> [Stated problem]: Print the listing below word for word, with every line in its original order, but leave the pictures out.

> [Records provided]:
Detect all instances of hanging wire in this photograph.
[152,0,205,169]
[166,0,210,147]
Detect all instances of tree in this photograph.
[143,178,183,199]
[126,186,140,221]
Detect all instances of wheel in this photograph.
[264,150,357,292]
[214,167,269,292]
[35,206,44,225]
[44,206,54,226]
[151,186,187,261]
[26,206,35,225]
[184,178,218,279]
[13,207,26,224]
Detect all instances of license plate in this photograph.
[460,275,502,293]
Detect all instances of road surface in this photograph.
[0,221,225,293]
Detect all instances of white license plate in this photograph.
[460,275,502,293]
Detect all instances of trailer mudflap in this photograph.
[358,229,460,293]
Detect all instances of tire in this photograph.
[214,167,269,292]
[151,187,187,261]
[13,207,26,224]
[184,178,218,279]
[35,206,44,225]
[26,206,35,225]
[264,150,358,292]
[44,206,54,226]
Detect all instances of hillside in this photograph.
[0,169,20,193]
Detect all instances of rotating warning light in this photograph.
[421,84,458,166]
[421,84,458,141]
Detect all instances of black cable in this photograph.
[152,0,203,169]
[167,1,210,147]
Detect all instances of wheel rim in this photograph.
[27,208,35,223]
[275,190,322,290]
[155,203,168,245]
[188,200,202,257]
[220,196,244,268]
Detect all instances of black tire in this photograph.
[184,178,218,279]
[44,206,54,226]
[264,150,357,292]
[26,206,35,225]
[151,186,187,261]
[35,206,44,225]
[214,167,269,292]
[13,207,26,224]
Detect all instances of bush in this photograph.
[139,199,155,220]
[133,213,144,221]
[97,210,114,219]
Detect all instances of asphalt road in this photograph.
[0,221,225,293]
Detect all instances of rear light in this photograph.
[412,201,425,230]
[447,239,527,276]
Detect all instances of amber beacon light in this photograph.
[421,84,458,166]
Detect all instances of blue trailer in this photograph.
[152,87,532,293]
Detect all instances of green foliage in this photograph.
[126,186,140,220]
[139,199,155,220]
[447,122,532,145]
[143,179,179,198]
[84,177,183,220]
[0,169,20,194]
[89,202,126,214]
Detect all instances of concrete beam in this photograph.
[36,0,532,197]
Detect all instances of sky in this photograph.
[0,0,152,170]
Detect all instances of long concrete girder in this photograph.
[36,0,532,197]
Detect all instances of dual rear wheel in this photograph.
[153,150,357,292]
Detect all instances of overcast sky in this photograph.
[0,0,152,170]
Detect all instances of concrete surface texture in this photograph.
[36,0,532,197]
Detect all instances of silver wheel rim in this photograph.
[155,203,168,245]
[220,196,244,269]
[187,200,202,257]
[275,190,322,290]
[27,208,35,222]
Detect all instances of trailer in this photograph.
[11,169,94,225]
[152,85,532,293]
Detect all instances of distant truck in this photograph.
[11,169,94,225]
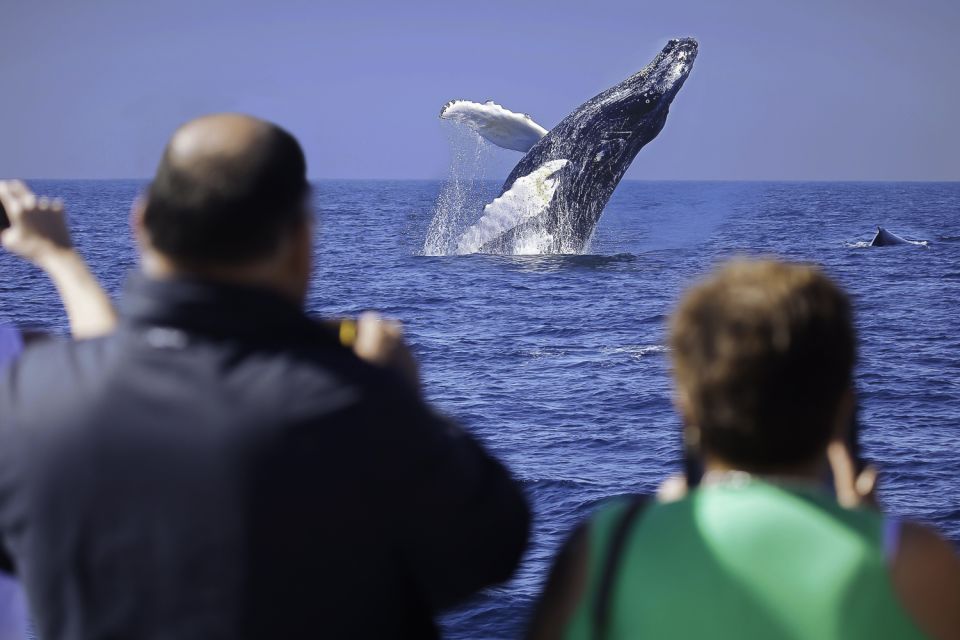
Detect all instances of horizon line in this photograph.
[15,176,960,183]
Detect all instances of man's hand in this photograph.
[827,440,877,509]
[0,180,73,267]
[0,180,117,338]
[353,312,420,392]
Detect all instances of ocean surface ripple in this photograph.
[0,181,960,638]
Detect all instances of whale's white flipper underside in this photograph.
[440,100,547,153]
[457,160,569,254]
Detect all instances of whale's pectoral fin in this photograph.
[457,160,569,254]
[440,100,547,153]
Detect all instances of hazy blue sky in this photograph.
[0,0,960,180]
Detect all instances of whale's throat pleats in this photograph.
[457,160,568,254]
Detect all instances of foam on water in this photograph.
[457,160,568,255]
[422,126,490,256]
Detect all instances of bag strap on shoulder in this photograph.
[593,496,650,640]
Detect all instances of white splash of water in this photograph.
[457,160,568,254]
[423,126,490,256]
[440,100,547,153]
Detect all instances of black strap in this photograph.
[593,496,649,640]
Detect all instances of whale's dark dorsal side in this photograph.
[480,38,697,253]
[870,227,913,247]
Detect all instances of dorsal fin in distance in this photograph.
[440,100,547,153]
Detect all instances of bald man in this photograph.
[0,115,529,640]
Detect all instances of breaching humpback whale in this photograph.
[440,38,697,254]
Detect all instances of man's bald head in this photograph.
[143,114,309,267]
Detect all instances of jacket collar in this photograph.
[120,274,338,344]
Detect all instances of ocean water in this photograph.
[0,181,960,638]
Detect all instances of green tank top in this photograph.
[566,479,925,640]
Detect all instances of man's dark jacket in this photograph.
[0,279,529,640]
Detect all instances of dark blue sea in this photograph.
[0,181,960,638]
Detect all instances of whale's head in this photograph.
[590,38,697,140]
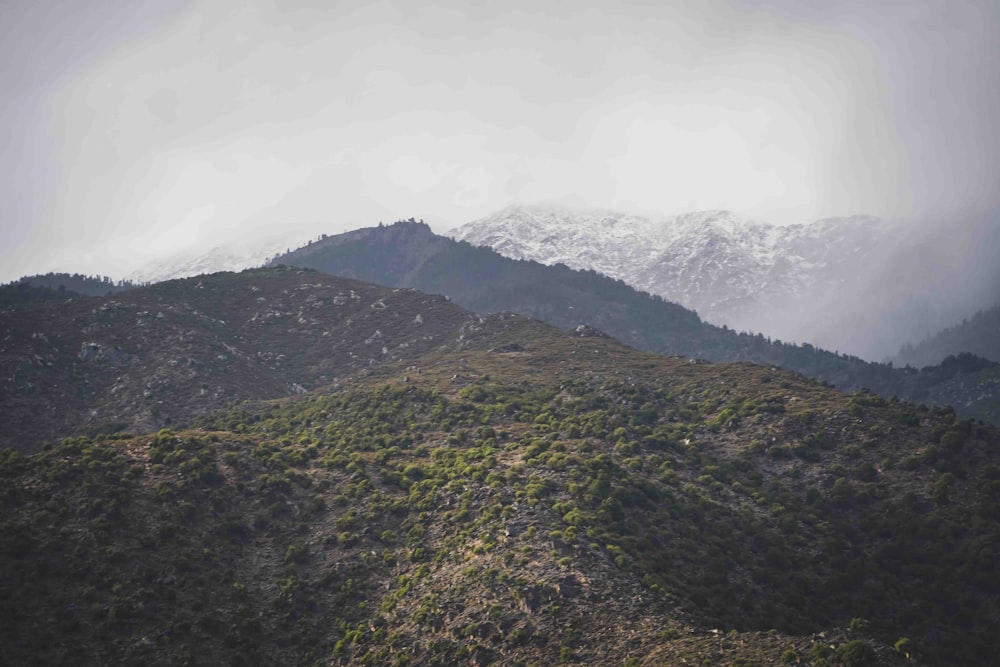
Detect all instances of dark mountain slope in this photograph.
[0,269,477,451]
[0,314,1000,666]
[4,273,139,296]
[274,222,1000,420]
[893,305,1000,367]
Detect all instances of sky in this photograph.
[0,0,1000,282]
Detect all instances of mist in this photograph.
[0,0,1000,298]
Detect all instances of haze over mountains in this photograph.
[272,221,1000,421]
[0,264,1000,667]
[449,206,1000,363]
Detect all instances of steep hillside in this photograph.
[893,305,1000,368]
[9,273,139,298]
[0,269,476,451]
[0,316,1000,667]
[274,222,1000,420]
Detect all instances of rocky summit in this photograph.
[0,268,1000,666]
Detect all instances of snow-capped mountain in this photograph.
[129,235,316,283]
[449,206,932,358]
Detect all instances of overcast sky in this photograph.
[0,0,1000,281]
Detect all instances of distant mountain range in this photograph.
[893,305,1000,368]
[449,206,1000,360]
[273,222,1000,421]
[0,264,1000,667]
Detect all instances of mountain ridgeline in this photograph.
[273,221,1000,422]
[448,206,1000,365]
[0,264,1000,667]
[894,305,1000,366]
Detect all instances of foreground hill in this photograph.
[0,269,477,452]
[449,206,1000,365]
[274,222,1000,422]
[0,304,1000,666]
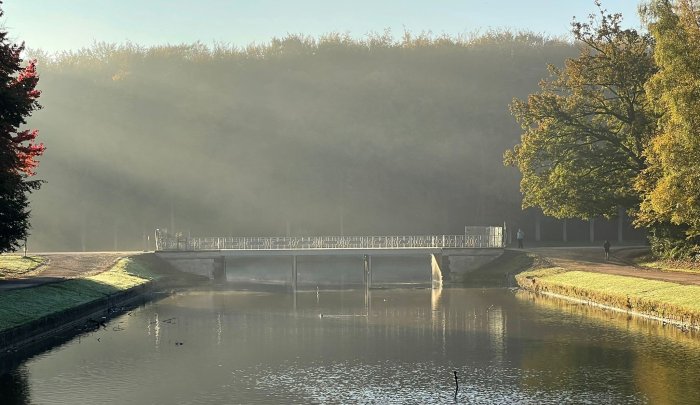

> [Solution to this exercise]:
Detect all instances of hanging wire in this photograph.
[152,0,205,169]
[166,0,210,147]
Detect all instances of tree in this photograph.
[143,178,183,199]
[126,186,140,221]
Detect all instances of wheel in this photograph.
[264,150,357,292]
[214,167,269,292]
[35,206,44,225]
[44,206,54,226]
[151,186,187,261]
[26,206,35,225]
[184,178,218,279]
[13,207,26,224]
Detect all instances of license plate in this photograph.
[460,275,502,293]
Detect all instances of road surface in this photograph.
[0,221,225,293]
Detect all instances of white license plate in this photograph.
[460,275,502,293]
Detect all instances of trailer mudflap in this photograph.
[358,229,460,293]
Detect all instances of tire in this photograph.
[214,167,269,292]
[151,187,187,261]
[13,207,26,224]
[184,178,218,279]
[35,206,44,225]
[26,206,35,225]
[264,150,358,292]
[44,206,54,226]
Detect all instances of hillside in this photograph.
[0,169,20,193]
Detect all instances of rotating warning light in this photograph.
[421,84,458,166]
[421,84,458,141]
Detect all instances of black cable in this photograph.
[152,0,203,169]
[167,1,210,147]
Detect all instances of wheel rim in this photograph.
[27,208,35,223]
[275,190,322,290]
[155,203,168,245]
[188,200,202,257]
[220,196,244,268]
Detect all instances of black tire in this photograph.
[184,178,218,279]
[44,206,54,226]
[264,150,357,292]
[26,206,35,225]
[151,186,187,261]
[35,206,44,225]
[214,167,269,292]
[13,207,26,224]
Detect all instances of bush in this photograph.
[139,199,155,220]
[133,213,144,221]
[97,210,114,219]
Detect all instances of asphalt road in this photograph.
[0,221,225,293]
Detect all instances of rear light in this photograph.
[412,201,425,230]
[447,239,527,276]
Detect all instances of amber beacon light in this photograph.
[421,84,458,166]
Detect all instances of blue trailer in this photograph.
[152,87,532,293]
Detect all instances of green foliage in this photograph.
[126,186,140,220]
[139,199,155,220]
[447,122,532,145]
[143,179,179,198]
[84,177,183,220]
[0,169,20,194]
[89,202,126,214]
Detect all instances of concrete beam in this photograph.
[36,0,532,197]
Detect all instances of sky in this photograph.
[0,0,152,170]
Detect all instances of long concrete girder in this photograph.
[36,0,532,197]
Detect all instances of dual rear wheel in this photograph.
[153,150,357,292]
Detect all instances of overcast sky in this photograph.
[0,0,152,170]
Detect all instances of concrete surface texture in this photograph.
[36,0,532,197]
Detect all instances of silver wheel rim in this photograph.
[155,203,168,245]
[220,196,244,269]
[187,200,202,257]
[275,190,322,290]
[27,208,35,222]
Detect all instances of trailer in this photograph.
[11,169,94,225]
[152,85,532,293]
Detect all instances of distant truck in this photograph.
[11,169,94,225]
Detect all instances of horizon line in this photograph.
[15,176,960,183]
Detect all instances of man's hand in this photograph.
[827,440,877,509]
[0,180,73,267]
[0,180,117,338]
[353,312,420,392]
Detect all instances of ocean surface ripple in this photograph.
[0,181,960,638]
Detect all instances of whale's white flipper underside in this photograph.
[440,100,547,153]
[457,160,569,254]
Detect all instances of whale's pectoral fin in this photograph.
[457,160,569,254]
[440,100,547,153]
Detect all instances of hazy blue sky in this photograph.
[0,0,960,180]
Detect all instances of whale's throat pleats in this photograph.
[457,160,568,254]
Detect all instances of foam on water in this photograph.
[457,160,568,255]
[422,126,490,256]
Detect all instances of bag strap on shoulder in this photograph.
[593,496,650,640]
Detect all instances of white splash of water in this photograph.
[457,160,568,254]
[423,126,490,256]
[440,100,547,153]
Detect all instances of black strap in this photograph.
[593,496,649,640]
Detect all instances of whale's dark dorsal side in this photograph.
[480,38,697,253]
[870,227,913,247]
Detect all instances of dorsal fin in distance in this photograph.
[440,100,547,153]
Detect all instances of bald man in this photograph.
[0,115,529,640]
Detect all instances of breaching humpback whale in this photograph.
[440,38,697,254]
Detect all instances of man's bald head in this photograph.
[143,114,309,267]
Detect all instances of jacket collar in this photograph.
[120,274,338,344]
Detect all instances of ocean water in this photograph.
[0,181,960,638]
Detect all instances of green tank top in this photograph.
[566,479,925,640]
Detect all instances of man's dark jacket in this photograph.
[0,279,529,640]
Detect all instances of dark blue sea in this photograph.
[0,181,960,638]
Detect all instances of whale's head in this photograph.
[590,38,697,140]
Detect all instances of dark mountain slope in this photograph.
[0,269,477,451]
[0,314,1000,666]
[4,273,139,296]
[274,222,1000,420]
[893,305,1000,367]
Detect all instances of sky in this photograph.
[0,0,1000,282]
Detect all instances of mist in this photograph.
[0,0,1000,298]
Detect all instances of haze over mountains in this photograph.
[272,221,1000,421]
[0,264,1000,667]
[449,206,1000,363]
Detect all instances of steep hillside in this photograph.
[893,305,1000,368]
[9,273,139,298]
[0,269,476,451]
[0,316,1000,667]
[274,222,1000,420]
Detect all instances of rocky summit in this photograph.
[0,268,1000,666]
Detect all instances of snow-capped mountain in this photograph.
[129,235,316,283]
[449,206,932,358]
Detect all instances of overcast sky in this photograph.
[0,0,1000,281]
Detect all instances of distant mountain range in this photograph.
[893,305,1000,368]
[449,206,1000,360]
[273,222,1000,421]
[0,264,1000,667]
Detect all instances of mountain ridgeline in this photograph.
[273,221,1000,422]
[448,206,1000,365]
[0,264,1000,667]
[894,305,1000,366]
Detect all instances of foreground hill in this photograph.
[0,269,477,452]
[449,206,1000,365]
[274,222,1000,422]
[0,304,1000,666]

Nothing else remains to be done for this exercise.